Se em Hegel o Estado é uma necessidade
histórica, se é a partir da história que sua realidade se constrói, é dentro da
história que sua dimensão surge epicamente, isto é, como razão, colocando-se o
Estado na condição de servidor das necessidades públicas. Não é correto colocar
no pensamento de Hegel aquilo que na verdade não existe. O Estado é para ele
aquilo que a polis é para o grego,
uma necessidade, algo intrínseco à própria natureza associativa dos homens.
Aristóteles ressalta que:
“O
homem é naturalmente um animal político, destinado a viver em sociedade, e que
aquele que, por instinto, e não porque qualquer circunstância o inibe, deixa de
fazer parte de uma cidade, é um ser vil ou superior ao
homem.”7
Hegel, na mesma linha de raciocínio,
assevera que o fim último do homem é viver no Estado, e nele constituir sua
dimensão ética. Tanto Hegel quanto Aristóteles, mutatis mutandis, afinam-se na compreensão da
constituição como forma de ordenamento, ação política de governo e que é
firmada à luz de princípios normativos.
É dentro da norma jurídica que o governo se
desenvolve aplicando a si mesmo o preceito de respeito às instituições,
especificamente às políticas. Interessante semelhança encontra-se em
Montesquieu na passagem onde examina o conceito de liberdade, considerando que:
“Num Estado, isto é, numa associação em
que há leis,”8
o governo atua dentro dos limites que a comunidade firmou como positivo, válido
e suficiente.

> [Registros de origem]:
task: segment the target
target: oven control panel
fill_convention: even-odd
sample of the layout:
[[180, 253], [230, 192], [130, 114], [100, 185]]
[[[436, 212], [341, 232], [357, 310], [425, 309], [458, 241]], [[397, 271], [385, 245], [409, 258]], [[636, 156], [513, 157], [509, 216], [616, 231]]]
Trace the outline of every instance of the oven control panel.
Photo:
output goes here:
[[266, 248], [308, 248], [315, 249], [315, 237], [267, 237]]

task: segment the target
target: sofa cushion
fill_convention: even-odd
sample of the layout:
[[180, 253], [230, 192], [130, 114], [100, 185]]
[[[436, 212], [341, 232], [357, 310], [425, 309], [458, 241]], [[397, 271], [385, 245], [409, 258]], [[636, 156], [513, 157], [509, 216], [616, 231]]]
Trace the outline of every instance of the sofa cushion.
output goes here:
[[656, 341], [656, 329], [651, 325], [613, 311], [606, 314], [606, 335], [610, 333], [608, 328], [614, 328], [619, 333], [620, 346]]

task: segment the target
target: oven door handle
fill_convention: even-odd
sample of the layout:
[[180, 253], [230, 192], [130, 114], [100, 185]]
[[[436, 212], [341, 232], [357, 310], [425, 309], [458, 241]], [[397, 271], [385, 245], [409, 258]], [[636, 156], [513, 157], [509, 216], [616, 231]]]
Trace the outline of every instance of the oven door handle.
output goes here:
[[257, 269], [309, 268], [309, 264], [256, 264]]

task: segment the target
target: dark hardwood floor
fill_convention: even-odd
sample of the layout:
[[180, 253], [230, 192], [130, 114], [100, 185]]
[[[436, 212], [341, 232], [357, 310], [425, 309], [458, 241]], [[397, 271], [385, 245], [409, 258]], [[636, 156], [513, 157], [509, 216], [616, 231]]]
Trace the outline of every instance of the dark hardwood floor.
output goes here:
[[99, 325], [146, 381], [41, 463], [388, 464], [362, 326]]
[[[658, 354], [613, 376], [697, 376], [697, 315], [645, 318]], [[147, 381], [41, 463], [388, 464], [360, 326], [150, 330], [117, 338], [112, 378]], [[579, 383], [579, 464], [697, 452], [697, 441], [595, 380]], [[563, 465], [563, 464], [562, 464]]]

> [TAREFA A]:
Conforme o excerto, o que o Estado representa para Hegel, e por que razão ele é assim caracterizado?
> [TAREFA B]:
Modifique o excerto assim: reproduza-o começando nas palavras "Se em Hegel" e parando depois de "associativa dos homens.", com "polis" trocado por "cidade-estado".

> [RESPOSTA COMPLETA A]:
Para Hegel, o Estado é aquilo que a polis é para o grego: uma necessidade. Isso porque ele é algo intrínseco à própria natureza associativa dos homens.

> [RESPOSTA COMPLETA B]:
Se em Hegel o Estado é uma necessidade
histórica, se é a partir da história que sua realidade se constrói, é dentro da
história que sua dimensão surge epicamente, isto é, como razão, colocando-se o
Estado na condição de servidor das necessidades públicas. Não é correto colocar
no pensamento de Hegel aquilo que na verdade não existe. O Estado é para ele
aquilo que a cidade-estado é para o grego,
uma necessidade, algo intrínseco à própria natureza associativa dos homens.